* WHAT YOU WILL DO: Reproduce every line of the data below word for word, changing nothing.

BEGIN ENTRIES SHOWN

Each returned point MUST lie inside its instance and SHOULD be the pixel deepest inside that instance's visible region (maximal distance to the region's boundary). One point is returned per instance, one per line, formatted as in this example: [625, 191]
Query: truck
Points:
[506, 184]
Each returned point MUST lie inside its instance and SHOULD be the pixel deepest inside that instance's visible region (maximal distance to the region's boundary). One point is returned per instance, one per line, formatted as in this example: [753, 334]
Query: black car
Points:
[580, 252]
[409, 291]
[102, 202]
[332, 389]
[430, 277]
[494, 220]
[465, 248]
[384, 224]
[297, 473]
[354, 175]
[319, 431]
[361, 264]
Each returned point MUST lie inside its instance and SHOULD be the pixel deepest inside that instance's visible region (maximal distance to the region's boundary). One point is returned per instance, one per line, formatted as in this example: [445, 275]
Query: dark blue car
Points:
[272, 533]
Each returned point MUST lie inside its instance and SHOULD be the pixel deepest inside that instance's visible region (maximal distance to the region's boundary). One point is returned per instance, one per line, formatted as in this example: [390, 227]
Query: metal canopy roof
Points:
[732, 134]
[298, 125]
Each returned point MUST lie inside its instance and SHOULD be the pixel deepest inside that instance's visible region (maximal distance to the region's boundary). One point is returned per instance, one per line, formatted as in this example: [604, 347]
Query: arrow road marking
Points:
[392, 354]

END ENTRIES SHOWN

* RESPONSE TO THE TASK:
Each returned point MUST lie inside its instance and SHOULD be the pixel deepest inside that instance's visible region (maximal distance to the region's boundary). One point is returned per instance, one per line, formatted as in this example: [625, 191]
Query: truck
Points:
[506, 184]
Each returned point MUST lie inside its instance and SHOULD be the pixel deepest inside that instance's visible region (maximal distance to the region's boundary). One point is returned per instance, one per line, formatted as in this example: [753, 334]
Query: black car
Points:
[580, 252]
[409, 291]
[102, 202]
[332, 389]
[430, 277]
[494, 220]
[465, 248]
[384, 224]
[297, 473]
[354, 175]
[319, 431]
[361, 264]
Each returned point MUST lie inside its instance and SHOULD be the pixel deepest inside that instance's visible region (maximal distance to the region's boundary). One point is returned per instance, one per line, formatted as in this example: [445, 275]
Query: dark blue car
Points:
[272, 533]
Each returned point MUST lie inside its instance and SHOULD be the pixel deepest inside that instance's visible region (maximal distance to the region's boundary). One point is returned per instance, one per line, formatted as in this example: [390, 227]
Query: metal canopy roof
Points:
[732, 134]
[298, 125]
Each returned point MUST lie inside its instance and SHOULD be the pixel deepest inside that instance's visible region (maximal distance to the region's boundary). One point is returned per instance, one per line, formatted as in this example: [604, 347]
Query: arrow road marking
Points:
[392, 354]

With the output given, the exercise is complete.